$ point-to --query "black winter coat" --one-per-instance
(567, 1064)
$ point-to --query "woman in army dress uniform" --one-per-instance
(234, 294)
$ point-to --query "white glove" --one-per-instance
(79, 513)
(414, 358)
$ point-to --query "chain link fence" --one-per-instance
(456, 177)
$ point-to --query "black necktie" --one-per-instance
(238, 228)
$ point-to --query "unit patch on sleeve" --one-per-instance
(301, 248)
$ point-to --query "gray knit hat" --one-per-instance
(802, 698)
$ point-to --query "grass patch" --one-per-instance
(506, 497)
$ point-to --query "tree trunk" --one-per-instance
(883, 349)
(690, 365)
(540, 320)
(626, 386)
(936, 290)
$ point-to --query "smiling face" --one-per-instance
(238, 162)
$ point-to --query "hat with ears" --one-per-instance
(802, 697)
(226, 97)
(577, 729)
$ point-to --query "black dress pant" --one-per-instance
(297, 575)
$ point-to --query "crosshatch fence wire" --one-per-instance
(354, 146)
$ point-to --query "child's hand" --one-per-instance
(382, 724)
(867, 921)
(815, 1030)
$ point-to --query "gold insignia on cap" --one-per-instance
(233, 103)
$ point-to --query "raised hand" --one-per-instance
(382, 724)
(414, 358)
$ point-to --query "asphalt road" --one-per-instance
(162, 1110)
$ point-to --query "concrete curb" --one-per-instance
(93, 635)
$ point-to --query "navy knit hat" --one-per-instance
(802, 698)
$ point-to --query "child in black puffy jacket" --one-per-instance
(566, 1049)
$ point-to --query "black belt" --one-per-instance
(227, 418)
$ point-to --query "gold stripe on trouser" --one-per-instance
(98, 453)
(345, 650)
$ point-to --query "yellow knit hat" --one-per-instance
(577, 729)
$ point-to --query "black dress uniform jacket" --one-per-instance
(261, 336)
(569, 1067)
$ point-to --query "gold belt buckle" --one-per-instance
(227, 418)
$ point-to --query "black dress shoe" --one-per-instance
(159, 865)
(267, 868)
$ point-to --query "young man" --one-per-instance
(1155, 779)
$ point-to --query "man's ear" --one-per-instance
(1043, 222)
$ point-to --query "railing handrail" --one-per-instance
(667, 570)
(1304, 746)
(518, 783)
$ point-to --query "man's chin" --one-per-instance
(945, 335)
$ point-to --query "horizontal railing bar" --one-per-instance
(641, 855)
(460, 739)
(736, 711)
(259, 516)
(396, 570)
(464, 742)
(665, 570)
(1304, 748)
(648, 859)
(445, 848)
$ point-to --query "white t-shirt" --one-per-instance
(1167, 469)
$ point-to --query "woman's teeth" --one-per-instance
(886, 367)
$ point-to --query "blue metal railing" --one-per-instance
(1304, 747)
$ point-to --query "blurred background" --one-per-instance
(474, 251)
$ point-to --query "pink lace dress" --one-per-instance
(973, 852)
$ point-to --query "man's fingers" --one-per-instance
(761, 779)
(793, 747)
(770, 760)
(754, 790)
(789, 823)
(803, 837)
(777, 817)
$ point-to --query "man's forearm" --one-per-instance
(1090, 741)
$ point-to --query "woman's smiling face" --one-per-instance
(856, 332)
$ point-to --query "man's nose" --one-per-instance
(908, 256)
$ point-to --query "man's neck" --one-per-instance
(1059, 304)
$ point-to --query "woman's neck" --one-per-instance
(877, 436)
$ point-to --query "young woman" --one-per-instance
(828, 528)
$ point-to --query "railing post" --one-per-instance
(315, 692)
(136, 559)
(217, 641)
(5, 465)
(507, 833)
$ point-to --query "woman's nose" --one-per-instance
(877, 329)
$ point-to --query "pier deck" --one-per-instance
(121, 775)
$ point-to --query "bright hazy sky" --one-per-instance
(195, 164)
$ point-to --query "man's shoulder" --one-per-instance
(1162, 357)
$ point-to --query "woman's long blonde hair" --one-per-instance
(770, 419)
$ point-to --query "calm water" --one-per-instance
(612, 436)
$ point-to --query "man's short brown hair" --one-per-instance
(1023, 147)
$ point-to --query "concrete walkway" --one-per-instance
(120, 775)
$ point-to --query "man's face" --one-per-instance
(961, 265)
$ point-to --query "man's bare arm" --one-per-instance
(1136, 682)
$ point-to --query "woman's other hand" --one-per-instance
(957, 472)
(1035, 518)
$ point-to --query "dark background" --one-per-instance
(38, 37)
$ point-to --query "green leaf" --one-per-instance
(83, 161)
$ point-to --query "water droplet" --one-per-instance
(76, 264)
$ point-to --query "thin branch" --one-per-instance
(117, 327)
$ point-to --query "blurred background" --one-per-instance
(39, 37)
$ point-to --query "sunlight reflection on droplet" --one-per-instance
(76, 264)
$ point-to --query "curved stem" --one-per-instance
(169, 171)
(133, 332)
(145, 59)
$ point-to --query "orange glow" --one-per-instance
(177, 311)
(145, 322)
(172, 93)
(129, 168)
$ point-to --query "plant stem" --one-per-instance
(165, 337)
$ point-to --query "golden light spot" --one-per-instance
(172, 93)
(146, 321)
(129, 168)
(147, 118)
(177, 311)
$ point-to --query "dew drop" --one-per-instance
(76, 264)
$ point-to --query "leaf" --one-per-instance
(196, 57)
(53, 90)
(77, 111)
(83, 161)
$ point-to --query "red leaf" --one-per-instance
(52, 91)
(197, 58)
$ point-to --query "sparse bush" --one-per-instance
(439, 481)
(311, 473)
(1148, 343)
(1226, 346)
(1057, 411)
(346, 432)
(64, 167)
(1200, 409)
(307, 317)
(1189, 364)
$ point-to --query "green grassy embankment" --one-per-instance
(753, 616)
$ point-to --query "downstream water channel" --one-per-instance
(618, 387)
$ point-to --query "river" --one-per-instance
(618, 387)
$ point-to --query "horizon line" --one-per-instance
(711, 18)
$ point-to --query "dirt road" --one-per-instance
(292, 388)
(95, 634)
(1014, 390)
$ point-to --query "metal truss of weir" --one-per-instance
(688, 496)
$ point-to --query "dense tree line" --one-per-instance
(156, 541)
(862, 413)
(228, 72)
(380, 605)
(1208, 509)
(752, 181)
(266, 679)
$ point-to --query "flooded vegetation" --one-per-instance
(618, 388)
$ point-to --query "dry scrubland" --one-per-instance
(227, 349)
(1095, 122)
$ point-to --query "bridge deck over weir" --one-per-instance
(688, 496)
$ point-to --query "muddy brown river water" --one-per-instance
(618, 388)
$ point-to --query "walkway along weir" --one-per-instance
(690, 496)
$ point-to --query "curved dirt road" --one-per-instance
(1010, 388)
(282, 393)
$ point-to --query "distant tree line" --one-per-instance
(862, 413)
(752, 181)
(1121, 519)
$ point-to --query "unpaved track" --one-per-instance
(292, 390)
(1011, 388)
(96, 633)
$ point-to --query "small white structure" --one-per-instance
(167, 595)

Exercise: Return the entries in full, keeping every line exactly as it is.

Full solution:
$ point-to --query "black winter coat" --one-per-instance
(567, 1064)
$ point-to --query "woman in army dress uniform" --one-per-instance
(234, 294)
$ point-to --query "white glove" --one-per-instance
(79, 513)
(414, 358)
$ point-to --query "chain link fence" --one-per-instance
(456, 177)
$ point-to --query "black necktie" --one-per-instance
(238, 228)
$ point-to --query "unit patch on sleeve" --one-per-instance
(301, 248)
$ point-to --query "gray knit hat" --one-per-instance
(802, 698)
$ point-to --query "grass patch" --one-per-instance
(506, 497)
$ point-to --query "tree trunk" --one-per-instance
(883, 349)
(690, 365)
(540, 320)
(626, 386)
(936, 290)
$ point-to --query "smiling face" --one-per-instance
(238, 162)
$ point-to --query "hat with ears" --one-per-instance
(802, 697)
(226, 97)
(577, 729)
$ point-to --query "black dress pant" --one-per-instance
(297, 575)
$ point-to --query "crosshatch fence wire" --one-per-instance
(354, 146)
$ point-to --query "child's hand" --one-per-instance
(382, 724)
(867, 921)
(815, 1030)
$ point-to --query "gold insignia on cap" --one-per-instance
(233, 103)
$ point-to --query "raised hand" --one-per-instance
(382, 724)
(414, 358)
$ point-to --query "asphalt road" --one-per-instance
(162, 1110)
$ point-to --query "concrete curb" --one-per-instance
(93, 635)
$ point-to --query "navy knit hat" --one-per-instance
(802, 698)
$ point-to --query "child in black puffy jacket" --one-per-instance
(566, 1049)
$ point-to --query "black belt" --one-per-instance
(227, 418)
$ point-to --query "gold stripe on trouser" --one-per-instance
(98, 453)
(345, 650)
$ point-to --query "yellow knit hat" --one-per-instance
(577, 729)
$ point-to --query "black dress uniform jacket" --one-per-instance
(261, 336)
(569, 1067)
$ point-to --query "gold belt buckle" --one-per-instance
(227, 418)
$ point-to --query "black dress shoe" --one-per-instance
(159, 865)
(267, 868)
$ point-to --query "young man" --one-per-instance
(1155, 779)
$ point-to --query "man's ear" --one-per-instance
(1043, 222)
$ point-to --query "railing handrail" --one-per-instance
(667, 570)
(1304, 746)
(518, 783)
$ point-to --query "man's chin" --one-per-instance
(945, 335)
$ point-to --query "horizontal railing bar" --one-per-instance
(641, 855)
(460, 739)
(736, 711)
(259, 516)
(396, 570)
(464, 742)
(665, 570)
(1304, 748)
(648, 859)
(445, 848)
$ point-to --query "white t-shirt" --one-per-instance
(1167, 469)
$ point-to --query "woman's teeth" --one-per-instance
(886, 367)
$ point-to --query "blue metal railing" --one-per-instance
(1304, 747)
$ point-to --query "blurred background" --one-per-instance
(474, 251)
$ point-to --query "pink lace dress" --one-per-instance
(973, 852)
$ point-to --query "man's fingers" --one-per-instance
(761, 779)
(793, 747)
(770, 760)
(754, 790)
(789, 823)
(803, 837)
(777, 817)
$ point-to --query "man's forearm" --one-per-instance
(1090, 741)
$ point-to --query "woman's smiling face" --one-per-instance
(856, 332)
$ point-to --query "man's nose" --one-per-instance
(908, 256)
$ point-to --query "man's neck" --one-per-instance
(1059, 304)
$ point-to --query "woman's neck" --one-per-instance
(877, 436)
$ point-to --query "young woman" --one-per-instance
(828, 528)
$ point-to --query "railing post" --one-per-instance
(315, 692)
(136, 559)
(217, 641)
(5, 465)
(507, 833)
$ point-to --query "woman's nose" --one-per-instance
(877, 329)
$ point-to --query "pier deck" --one-per-instance
(121, 775)
$ point-to --query "bright hazy sky" --one-per-instance
(195, 164)
$ point-to --query "man's shoulder" --one-per-instance
(1162, 357)
$ point-to --query "woman's long blonde hair" --one-per-instance
(770, 419)
$ point-to --query "calm water" --one-per-instance
(612, 436)
$ point-to --query "man's short brown hair" --one-per-instance
(1023, 147)
$ point-to --query "concrete walkway" --one-per-instance
(120, 775)
$ point-to --query "man's face" --one-per-instance
(961, 265)
$ point-to --query "man's bare arm" --one-per-instance
(1136, 682)
$ point-to --query "woman's other hand" --one-per-instance
(957, 472)
(1035, 518)
$ point-to --query "dark background" --one-per-instance
(38, 37)
$ point-to --query "green leaf" --one-per-instance
(83, 161)
$ point-to --query "water droplet" --one-per-instance
(76, 264)
$ point-to --query "thin branch" --one-per-instance
(117, 327)
$ point-to --query "blurred background" --one-per-instance
(39, 37)
$ point-to --query "sunlight reflection on droplet" --one-per-instance
(76, 264)
$ point-to --query "curved stem" --one-per-instance
(169, 171)
(133, 332)
(145, 59)
$ point-to --query "orange glow" --one-per-instance
(177, 311)
(145, 322)
(172, 93)
(129, 168)
$ point-to --query "plant stem" --one-per-instance
(165, 337)
$ point-to --query "golden light spot" --one-per-instance
(172, 93)
(146, 321)
(129, 168)
(147, 118)
(177, 311)
$ point-to --query "dew drop" --one-per-instance
(76, 264)
$ point-to --query "leaf" --one-per-instance
(196, 57)
(53, 90)
(77, 111)
(83, 161)
$ point-to --query "red leaf" --one-per-instance
(52, 91)
(197, 58)
$ point-to --query "sparse bush" --one-per-instance
(439, 481)
(311, 473)
(1148, 343)
(1226, 346)
(1057, 411)
(346, 432)
(64, 167)
(1200, 409)
(307, 317)
(1189, 364)
$ point-to --query "green grassy embankment" --one-per-instance
(753, 616)
$ point-to --query "downstream water channel" --one-per-instance
(618, 387)
$ point-to --query "river" --one-per-instance
(618, 387)
$ point-to --query "horizon line" --one-per-instance
(711, 18)
$ point-to --query "dirt road" --one-per-instance
(292, 388)
(95, 634)
(1014, 390)
$ point-to --query "metal truss of weir" --one-per-instance
(688, 496)
$ point-to --query "dense tree line" --one-per-instance
(156, 541)
(862, 413)
(228, 72)
(380, 605)
(1208, 509)
(752, 181)
(266, 679)
$ point-to --query "flooded vegetation" --one-per-instance
(618, 388)
$ point-to --query "dry scrubland" --one-per-instance
(227, 349)
(1095, 122)
$ point-to --query "bridge deck over weir" --one-per-instance
(688, 496)
$ point-to --query "muddy brown river water" --one-per-instance
(618, 388)
$ point-to --query "walkway along weir" --one-per-instance
(690, 496)
$ point-to --query "curved dirt road" --one-per-instance
(1010, 388)
(282, 393)
$ point-to --query "distant tree line" --one-per-instance
(862, 413)
(752, 181)
(1121, 519)
$ point-to --query "unpaved track" --one-per-instance
(292, 390)
(1011, 388)
(96, 633)
$ point-to --query "small white structure" --one-per-instance
(167, 595)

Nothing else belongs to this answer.